INSTRUCTION
Can you copy the listing below word for word, beginning at the line that contains "Wildlife-count tagging: point out every instance of the gold" and continuing through the last line of the listing, with both of those lines included? Leave the pictures out of your copy.

(Stored items)
* Start *

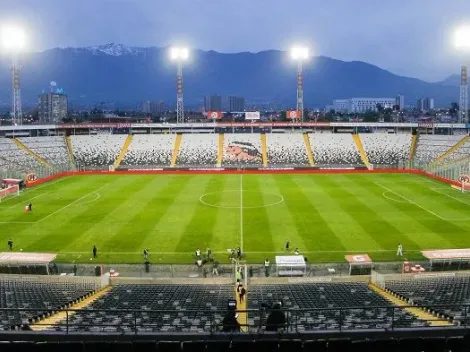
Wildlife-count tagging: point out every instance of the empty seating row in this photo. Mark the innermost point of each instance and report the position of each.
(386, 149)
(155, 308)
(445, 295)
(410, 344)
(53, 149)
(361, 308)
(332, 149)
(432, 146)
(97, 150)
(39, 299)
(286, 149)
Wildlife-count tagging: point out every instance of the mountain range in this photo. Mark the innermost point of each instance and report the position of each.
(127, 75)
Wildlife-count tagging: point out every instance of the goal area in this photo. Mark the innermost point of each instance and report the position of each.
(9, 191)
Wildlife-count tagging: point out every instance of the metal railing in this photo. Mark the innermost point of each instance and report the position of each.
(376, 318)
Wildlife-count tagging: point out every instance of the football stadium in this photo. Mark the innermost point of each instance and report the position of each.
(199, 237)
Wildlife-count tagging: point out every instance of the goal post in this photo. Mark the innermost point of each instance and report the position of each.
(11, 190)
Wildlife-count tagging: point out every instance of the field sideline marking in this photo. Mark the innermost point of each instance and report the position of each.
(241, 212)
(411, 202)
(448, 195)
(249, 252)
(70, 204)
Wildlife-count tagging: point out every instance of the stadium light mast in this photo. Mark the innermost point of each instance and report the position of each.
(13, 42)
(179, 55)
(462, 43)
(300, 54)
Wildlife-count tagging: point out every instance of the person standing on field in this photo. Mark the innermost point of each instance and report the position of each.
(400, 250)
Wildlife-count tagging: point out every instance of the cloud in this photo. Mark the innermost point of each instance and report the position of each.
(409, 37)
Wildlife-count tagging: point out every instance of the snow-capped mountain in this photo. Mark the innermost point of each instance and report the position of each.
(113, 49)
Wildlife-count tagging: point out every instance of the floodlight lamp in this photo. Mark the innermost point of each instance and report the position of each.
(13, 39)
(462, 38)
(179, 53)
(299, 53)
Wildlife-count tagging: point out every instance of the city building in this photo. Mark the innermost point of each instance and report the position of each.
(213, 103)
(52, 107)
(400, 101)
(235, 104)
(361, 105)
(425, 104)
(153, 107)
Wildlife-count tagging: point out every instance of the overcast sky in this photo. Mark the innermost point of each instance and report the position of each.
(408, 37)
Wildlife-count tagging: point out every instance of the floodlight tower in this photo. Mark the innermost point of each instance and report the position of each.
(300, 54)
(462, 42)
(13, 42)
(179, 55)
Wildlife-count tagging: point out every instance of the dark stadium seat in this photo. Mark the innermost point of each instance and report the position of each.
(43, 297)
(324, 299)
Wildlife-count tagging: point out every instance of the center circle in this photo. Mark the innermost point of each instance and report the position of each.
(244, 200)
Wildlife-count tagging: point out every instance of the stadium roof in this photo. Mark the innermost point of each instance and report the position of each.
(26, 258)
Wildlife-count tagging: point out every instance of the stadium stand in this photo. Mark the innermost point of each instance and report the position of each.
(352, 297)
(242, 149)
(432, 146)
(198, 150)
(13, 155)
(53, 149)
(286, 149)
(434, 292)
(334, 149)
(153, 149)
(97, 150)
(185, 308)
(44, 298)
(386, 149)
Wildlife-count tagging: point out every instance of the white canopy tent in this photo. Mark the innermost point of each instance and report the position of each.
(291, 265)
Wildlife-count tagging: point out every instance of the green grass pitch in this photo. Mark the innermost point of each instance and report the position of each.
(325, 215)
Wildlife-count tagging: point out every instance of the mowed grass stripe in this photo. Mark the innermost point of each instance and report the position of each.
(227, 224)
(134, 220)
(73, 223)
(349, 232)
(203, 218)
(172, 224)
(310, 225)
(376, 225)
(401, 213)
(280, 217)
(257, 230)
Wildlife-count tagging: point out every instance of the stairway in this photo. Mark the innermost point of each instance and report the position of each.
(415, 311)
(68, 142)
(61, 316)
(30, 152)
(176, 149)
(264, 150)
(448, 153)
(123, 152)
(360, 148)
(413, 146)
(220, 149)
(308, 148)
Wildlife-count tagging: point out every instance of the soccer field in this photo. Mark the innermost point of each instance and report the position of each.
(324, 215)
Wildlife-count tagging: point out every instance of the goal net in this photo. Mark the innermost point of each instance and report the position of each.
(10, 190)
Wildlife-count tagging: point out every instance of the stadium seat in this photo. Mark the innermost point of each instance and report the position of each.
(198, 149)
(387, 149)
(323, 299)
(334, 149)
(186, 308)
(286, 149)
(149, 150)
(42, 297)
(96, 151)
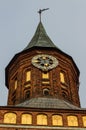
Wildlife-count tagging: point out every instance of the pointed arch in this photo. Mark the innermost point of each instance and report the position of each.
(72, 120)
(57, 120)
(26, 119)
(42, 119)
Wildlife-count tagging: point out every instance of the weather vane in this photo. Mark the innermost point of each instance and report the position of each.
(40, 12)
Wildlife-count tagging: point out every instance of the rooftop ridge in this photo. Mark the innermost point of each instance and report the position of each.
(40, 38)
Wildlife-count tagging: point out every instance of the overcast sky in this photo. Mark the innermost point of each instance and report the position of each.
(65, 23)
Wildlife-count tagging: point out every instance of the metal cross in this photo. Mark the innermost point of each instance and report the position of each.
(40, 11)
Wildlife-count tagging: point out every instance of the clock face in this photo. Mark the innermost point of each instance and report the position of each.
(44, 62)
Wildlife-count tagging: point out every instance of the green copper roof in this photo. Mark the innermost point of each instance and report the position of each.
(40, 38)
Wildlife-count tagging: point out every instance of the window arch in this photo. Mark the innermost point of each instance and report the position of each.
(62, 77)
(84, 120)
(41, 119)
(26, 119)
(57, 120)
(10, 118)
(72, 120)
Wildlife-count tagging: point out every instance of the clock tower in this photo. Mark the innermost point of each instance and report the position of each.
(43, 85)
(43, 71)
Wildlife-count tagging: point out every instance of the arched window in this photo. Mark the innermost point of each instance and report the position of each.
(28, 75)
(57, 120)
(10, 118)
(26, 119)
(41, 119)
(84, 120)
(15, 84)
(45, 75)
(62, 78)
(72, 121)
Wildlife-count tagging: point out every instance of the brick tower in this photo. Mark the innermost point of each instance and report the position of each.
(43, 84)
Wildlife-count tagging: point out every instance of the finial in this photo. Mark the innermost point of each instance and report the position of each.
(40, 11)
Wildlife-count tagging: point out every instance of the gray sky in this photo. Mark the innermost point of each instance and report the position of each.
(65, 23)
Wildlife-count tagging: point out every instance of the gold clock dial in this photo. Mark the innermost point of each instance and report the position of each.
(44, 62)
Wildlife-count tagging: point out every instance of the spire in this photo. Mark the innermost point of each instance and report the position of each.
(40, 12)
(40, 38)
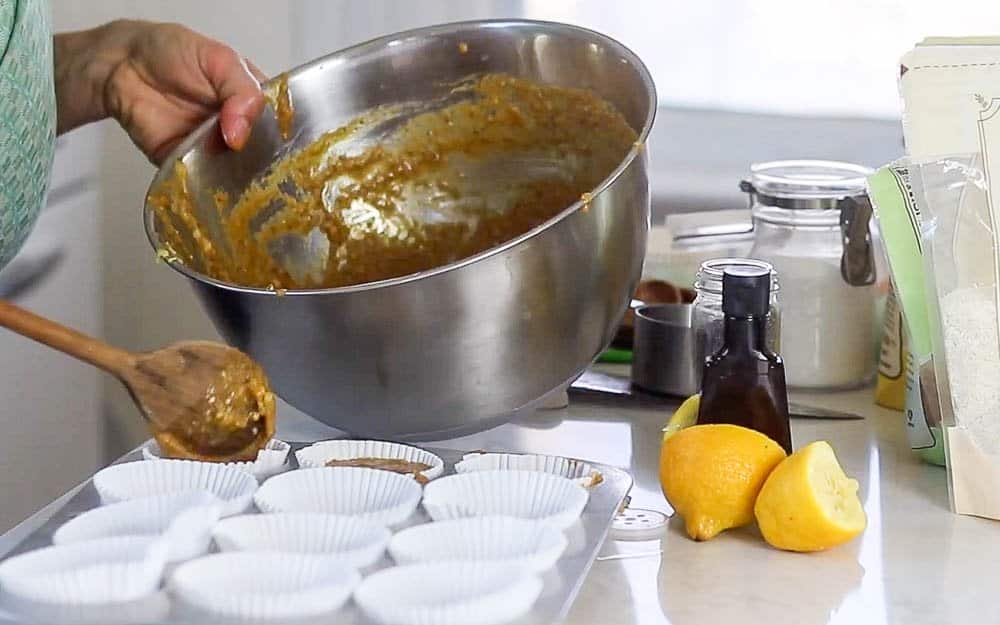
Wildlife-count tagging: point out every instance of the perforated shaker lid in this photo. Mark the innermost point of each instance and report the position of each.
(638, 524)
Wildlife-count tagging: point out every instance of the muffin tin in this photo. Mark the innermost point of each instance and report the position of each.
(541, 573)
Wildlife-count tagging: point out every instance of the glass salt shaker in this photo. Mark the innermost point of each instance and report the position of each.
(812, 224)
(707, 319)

* End *

FINAL ANSWER
Wildlife-count tagging: point out every instance of the gold clock dial in this photo. Mark the innermost point of each instance and report the position of each.
(44, 62)
Wildlife-count tagging: point out every instance of the spire in this photo. Mark the innermost point of each instance and report the position of each.
(40, 12)
(40, 38)
Wildlife-count tagging: point out every instance of the perforated shaker lid in this photo. Mark the innermost point of each instance and report the position of each.
(638, 524)
Wildlife-count tagging: point out every instance of the muffin tin in this photo. Mark the innermost point of each instance and report the position of each.
(541, 573)
Wildlife-count tagging: point out every instance of the glass salt shaker in this photo. Mark the innermost point of each instance and report the position of each.
(812, 224)
(707, 319)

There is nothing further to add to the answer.